● **CONSIGNES**
1 - D'après le passage sur les poursuites contre M. de Girardin, les affirmations suivantes sont-elles vraies ? (a) M. de Pontois a déposé sa proposition un vendredi. (b) M. de Girardin niait avoir écrit l'article. (c) L'autorisation de poursuites a été refusée. Répondez par oui ou par non et citez les mots du passage qui tranchent.
2 - Répondez à ces questions à partir du passage sur les poursuites contre M. de Girardin, une réponse par ligne :
(a) Dans quelles villes M. de Pontois avait-il été ambassadeur de France ?
(b) À qui M. de Girardin a-t-il remis une note ?
(c) Quel jour M. de Girardin a-t-il dû comparaître devant la Chambre des pairs ?
3 - Écrivez la suite du passage sur les poursuites contre M. de Girardin, à partir de sa dernière phrase.

● **EXTRAIT DU DOCUMENT**
● ● ● ●

Trois semaines s'étaient écoulées depuis la publication de cet article, lorsque M. de Pontois, ancien ambassadeur de France à Constantinople et à Berne, et l'un des membres les plus nouveaux de la Chambre des pairs, déposa, le vendredi 4 juin, sur

le bureau de M. le président, une proposition à l'effet d'obtenir de la Chambre des députés l'autorisation de poursuivre le gérant de la Presse.

M. de Girardin remit à la commission de la Chambre des députés, nommée pour prononcer sur l'autorisation de poursuites, une note qui désintéressait entièrement la Chambre des pairs. Il maintenait, en termes catégoriques, l'allégation avancée dans l'article dont il se reconnaissait l'auteur, mais il repoussait jusqu'à la pensée d'avoir voulu porter atteinte à l'honneur de la noble Chambre. Au reste, M. de Girardin crut devoir déclarer qu'en administrant la preuve du fait allégué, il croirait manquer à la pairie, puisqu'il attacherait un de ses membres au pilori, ou que s'il livrait le nom de la personne qui avait reçu une promesse à prix d'argent, il ne le pourrait sans nuire à cette personne.

L'autorisation de poursuites fut accordée le 18 juin, et le 22, M. de Girardin dut comparaître devant la Chambre des pairs.

● ● ● ●

(Données sources)
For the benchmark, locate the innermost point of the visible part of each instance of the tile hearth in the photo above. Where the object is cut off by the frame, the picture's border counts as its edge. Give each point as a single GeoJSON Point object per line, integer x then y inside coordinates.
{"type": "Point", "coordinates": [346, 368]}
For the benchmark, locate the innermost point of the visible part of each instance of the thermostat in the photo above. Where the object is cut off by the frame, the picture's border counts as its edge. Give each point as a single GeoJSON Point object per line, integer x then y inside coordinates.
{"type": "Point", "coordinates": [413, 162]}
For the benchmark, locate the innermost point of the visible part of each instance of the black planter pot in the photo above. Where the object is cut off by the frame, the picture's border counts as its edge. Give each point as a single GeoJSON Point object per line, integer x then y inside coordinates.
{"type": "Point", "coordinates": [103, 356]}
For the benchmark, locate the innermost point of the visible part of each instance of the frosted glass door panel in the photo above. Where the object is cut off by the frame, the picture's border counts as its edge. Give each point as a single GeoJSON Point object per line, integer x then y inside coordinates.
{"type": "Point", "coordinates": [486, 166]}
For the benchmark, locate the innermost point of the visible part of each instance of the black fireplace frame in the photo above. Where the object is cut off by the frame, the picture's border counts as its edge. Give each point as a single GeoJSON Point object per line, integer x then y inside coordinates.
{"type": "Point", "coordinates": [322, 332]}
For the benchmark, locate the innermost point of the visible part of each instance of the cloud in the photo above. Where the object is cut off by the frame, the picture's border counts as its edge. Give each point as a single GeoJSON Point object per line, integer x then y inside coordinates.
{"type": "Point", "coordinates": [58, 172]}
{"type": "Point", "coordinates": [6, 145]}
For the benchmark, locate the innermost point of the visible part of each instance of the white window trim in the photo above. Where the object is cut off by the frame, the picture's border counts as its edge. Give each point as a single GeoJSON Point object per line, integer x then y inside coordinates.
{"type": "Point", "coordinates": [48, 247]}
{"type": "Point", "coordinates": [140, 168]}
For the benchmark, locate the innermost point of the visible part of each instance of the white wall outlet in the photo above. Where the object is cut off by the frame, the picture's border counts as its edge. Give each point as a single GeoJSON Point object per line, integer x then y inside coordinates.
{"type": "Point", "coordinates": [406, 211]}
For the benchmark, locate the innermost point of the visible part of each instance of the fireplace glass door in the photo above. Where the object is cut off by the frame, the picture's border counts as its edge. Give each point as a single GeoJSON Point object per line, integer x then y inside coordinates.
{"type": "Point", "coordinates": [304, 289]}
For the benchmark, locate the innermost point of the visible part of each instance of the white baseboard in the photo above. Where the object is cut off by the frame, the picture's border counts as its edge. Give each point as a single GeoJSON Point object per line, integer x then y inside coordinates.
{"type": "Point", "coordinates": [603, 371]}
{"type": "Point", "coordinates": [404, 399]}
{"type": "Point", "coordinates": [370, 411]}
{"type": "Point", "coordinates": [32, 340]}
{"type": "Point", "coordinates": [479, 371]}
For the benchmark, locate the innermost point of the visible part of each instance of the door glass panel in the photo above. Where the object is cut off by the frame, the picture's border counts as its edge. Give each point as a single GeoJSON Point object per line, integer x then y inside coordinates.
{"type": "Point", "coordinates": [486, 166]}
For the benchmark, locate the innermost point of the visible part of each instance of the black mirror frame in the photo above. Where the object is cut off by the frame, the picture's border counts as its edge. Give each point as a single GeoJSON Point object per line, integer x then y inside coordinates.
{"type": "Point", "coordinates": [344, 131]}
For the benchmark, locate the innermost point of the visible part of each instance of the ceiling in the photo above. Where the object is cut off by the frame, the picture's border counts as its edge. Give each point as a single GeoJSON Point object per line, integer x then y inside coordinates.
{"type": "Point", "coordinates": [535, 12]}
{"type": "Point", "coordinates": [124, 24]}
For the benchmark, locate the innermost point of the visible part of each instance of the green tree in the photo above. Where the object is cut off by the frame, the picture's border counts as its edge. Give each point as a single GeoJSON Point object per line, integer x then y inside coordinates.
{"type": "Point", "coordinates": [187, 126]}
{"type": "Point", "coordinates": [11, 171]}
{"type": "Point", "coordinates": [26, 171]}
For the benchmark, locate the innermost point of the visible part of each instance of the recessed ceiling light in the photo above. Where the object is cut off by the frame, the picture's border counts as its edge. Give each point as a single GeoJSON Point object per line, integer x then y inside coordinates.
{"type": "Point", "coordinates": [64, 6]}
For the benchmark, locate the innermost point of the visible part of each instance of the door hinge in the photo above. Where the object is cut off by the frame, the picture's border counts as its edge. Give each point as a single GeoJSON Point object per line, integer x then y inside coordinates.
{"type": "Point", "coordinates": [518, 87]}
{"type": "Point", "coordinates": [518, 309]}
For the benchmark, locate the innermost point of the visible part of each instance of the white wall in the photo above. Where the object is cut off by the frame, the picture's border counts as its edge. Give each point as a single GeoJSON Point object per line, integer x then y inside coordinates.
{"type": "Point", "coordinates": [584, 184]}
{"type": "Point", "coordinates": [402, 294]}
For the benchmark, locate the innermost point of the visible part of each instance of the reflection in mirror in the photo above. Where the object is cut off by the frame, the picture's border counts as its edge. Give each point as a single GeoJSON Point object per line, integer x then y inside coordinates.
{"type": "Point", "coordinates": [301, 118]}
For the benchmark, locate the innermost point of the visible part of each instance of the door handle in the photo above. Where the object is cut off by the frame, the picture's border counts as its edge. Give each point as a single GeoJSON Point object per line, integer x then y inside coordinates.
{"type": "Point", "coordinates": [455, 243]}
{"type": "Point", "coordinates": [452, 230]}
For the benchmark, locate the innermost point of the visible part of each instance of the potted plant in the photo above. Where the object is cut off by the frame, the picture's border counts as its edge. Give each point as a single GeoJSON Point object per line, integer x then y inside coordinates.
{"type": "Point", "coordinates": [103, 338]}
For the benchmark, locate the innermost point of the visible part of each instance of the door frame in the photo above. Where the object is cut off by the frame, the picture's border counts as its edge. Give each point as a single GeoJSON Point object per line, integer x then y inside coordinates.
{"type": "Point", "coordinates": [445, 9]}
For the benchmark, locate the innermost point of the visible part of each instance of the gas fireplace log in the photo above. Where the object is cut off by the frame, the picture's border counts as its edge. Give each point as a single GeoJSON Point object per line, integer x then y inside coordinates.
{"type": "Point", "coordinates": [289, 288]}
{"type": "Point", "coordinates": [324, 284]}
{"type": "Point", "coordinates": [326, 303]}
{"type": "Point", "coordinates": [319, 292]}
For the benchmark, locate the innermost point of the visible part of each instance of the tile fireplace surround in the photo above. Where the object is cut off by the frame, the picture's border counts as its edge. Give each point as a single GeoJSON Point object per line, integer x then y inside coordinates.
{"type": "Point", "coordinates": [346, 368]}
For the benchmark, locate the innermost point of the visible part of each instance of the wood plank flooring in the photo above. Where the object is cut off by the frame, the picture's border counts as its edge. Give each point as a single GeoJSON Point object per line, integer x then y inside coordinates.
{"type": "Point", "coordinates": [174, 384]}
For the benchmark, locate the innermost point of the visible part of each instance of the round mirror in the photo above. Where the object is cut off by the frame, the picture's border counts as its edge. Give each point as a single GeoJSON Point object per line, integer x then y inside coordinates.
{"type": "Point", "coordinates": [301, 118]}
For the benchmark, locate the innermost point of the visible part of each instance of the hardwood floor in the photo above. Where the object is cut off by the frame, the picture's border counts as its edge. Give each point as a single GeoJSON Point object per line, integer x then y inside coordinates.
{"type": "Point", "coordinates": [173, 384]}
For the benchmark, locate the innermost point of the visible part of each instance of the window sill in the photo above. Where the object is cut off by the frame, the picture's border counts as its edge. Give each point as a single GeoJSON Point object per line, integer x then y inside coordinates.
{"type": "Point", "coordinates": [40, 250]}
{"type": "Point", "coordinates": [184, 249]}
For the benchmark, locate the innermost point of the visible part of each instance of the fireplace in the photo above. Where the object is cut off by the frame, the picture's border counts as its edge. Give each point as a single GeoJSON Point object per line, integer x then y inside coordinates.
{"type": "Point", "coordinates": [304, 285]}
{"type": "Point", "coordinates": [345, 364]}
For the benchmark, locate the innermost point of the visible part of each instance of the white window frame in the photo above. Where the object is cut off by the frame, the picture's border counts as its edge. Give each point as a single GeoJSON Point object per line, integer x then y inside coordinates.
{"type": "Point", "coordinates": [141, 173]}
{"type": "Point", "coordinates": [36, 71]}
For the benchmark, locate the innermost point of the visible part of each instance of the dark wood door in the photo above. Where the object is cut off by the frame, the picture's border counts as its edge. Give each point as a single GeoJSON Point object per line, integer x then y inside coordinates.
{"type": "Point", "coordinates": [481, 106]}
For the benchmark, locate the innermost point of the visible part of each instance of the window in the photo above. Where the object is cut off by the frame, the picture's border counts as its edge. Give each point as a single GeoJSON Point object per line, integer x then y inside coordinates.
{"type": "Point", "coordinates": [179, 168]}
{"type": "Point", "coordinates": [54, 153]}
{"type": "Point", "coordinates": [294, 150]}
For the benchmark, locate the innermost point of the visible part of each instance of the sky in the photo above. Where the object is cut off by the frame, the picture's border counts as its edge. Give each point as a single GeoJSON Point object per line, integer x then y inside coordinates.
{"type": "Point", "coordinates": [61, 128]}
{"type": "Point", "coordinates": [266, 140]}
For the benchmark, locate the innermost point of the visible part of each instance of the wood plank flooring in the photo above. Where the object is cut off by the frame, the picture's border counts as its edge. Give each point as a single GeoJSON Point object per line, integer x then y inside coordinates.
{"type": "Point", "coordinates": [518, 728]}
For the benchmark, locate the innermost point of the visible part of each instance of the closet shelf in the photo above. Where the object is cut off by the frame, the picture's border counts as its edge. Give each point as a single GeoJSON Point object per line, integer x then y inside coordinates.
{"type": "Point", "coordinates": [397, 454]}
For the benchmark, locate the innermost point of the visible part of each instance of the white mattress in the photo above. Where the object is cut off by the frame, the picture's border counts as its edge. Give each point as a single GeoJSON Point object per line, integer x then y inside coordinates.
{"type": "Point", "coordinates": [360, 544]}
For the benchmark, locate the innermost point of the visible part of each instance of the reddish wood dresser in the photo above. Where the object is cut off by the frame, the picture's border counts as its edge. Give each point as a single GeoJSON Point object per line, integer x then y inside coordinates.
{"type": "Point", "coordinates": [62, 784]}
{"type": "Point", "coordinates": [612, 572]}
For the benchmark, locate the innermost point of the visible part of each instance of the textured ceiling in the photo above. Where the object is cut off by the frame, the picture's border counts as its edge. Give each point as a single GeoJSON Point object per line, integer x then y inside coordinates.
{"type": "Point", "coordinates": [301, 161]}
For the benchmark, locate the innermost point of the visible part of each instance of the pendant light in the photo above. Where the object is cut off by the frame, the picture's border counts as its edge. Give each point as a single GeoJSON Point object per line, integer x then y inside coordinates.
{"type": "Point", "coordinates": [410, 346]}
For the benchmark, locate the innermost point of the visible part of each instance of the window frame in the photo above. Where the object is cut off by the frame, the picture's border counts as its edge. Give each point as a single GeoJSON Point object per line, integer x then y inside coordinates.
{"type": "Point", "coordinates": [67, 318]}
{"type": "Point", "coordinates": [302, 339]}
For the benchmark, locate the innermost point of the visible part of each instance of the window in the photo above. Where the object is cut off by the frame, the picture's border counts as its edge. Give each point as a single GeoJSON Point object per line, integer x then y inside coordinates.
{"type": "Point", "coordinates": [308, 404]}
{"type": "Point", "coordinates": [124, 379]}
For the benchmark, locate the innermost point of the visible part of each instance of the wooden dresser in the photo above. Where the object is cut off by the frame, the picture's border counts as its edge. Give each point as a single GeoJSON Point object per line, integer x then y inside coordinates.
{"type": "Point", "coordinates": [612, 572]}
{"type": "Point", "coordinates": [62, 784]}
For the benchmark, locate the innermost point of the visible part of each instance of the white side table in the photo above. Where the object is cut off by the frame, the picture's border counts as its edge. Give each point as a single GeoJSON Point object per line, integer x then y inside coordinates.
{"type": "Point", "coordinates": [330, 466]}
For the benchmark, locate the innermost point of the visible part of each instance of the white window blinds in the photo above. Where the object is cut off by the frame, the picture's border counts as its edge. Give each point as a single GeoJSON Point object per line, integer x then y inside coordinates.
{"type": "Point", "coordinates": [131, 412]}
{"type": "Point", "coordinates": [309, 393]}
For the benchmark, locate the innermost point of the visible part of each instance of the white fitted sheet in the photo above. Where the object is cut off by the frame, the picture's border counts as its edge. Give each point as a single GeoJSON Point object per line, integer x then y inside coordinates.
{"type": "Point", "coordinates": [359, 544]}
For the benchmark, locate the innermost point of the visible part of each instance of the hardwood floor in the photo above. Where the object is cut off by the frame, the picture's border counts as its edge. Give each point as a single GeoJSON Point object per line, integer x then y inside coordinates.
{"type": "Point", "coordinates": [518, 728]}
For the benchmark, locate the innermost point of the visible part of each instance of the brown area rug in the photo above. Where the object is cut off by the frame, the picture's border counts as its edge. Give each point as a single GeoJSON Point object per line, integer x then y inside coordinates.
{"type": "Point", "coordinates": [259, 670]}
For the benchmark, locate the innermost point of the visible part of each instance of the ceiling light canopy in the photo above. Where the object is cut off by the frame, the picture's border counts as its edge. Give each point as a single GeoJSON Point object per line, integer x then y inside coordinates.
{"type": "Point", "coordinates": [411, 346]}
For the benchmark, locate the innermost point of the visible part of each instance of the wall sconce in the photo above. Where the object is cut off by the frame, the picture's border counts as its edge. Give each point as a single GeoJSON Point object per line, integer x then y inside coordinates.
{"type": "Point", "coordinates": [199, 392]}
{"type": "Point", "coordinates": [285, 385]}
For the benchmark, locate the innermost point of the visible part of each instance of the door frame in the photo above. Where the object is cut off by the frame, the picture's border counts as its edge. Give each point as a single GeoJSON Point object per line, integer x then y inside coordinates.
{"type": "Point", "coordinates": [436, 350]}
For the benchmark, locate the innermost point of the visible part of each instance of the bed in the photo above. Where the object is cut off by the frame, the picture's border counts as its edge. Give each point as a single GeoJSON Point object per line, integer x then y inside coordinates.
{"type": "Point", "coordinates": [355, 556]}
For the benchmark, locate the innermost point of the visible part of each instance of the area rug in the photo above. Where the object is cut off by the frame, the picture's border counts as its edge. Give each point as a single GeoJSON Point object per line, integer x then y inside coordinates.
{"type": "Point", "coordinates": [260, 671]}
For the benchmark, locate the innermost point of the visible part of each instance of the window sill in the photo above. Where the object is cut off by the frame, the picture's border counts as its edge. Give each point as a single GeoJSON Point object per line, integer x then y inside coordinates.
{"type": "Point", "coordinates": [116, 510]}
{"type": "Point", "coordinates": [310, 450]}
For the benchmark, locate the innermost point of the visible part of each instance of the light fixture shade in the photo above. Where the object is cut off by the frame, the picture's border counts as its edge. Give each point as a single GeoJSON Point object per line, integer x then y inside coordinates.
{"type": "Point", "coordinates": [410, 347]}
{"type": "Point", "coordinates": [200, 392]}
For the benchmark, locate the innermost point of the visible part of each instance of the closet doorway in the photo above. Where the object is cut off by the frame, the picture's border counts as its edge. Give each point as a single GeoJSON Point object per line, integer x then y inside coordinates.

● ● ● ●

● **RÉPONSES ATTENDUES**
1 -
(a) Oui : « le vendredi 4 juin »
(b) Non : « l'article dont il se reconnaissait l'auteur »
(c) Non : « L'autorisation de poursuites fut accordée le 18 juin »

2 -
(a) À Constantinople et à Berne.
(b) À la commission de la Chambre des députés nommée pour prononcer sur l'autorisation de poursuites.
(c) Le 22 juin.

3 -
Dans cette circonstance, la Chambre des députés se montra surtout animée d'un sentiment louable. Elle prouva que, si elle était justement jalouse de ses propres prérogatives, elle avait un respect sincère pour les droits constitutionnels de l'autre Chambre. Elle ne voulut pas, comme quelques-uns le lui demandaient, substituer sa propre appréciation à celle de la pairie, qui seule avait le droit de juger si elle était réellement offensée.

Déjà, pendant le débat relatif à la demande en autorisation, des révélations avaient eu lieu, des lettres avaient été produites. L'une était adressée au Roi, par le lieutenant général comte de Girardin, l'autre avait été écrite par M. Émile de Girardin à une personne qui était reste inconnue. La première avait pour date le 25 janvier 1846; la seconde, le 23 juillet 1848. Il résultait de ces documents, dont le second avait été lu par M. le ministre des affaires étrangères, qu'un homme important avait été compromis, et qu'afin d'obtenir pour lui la dignité de pair, un journal s'était mis à la discrétion d'un cabinet.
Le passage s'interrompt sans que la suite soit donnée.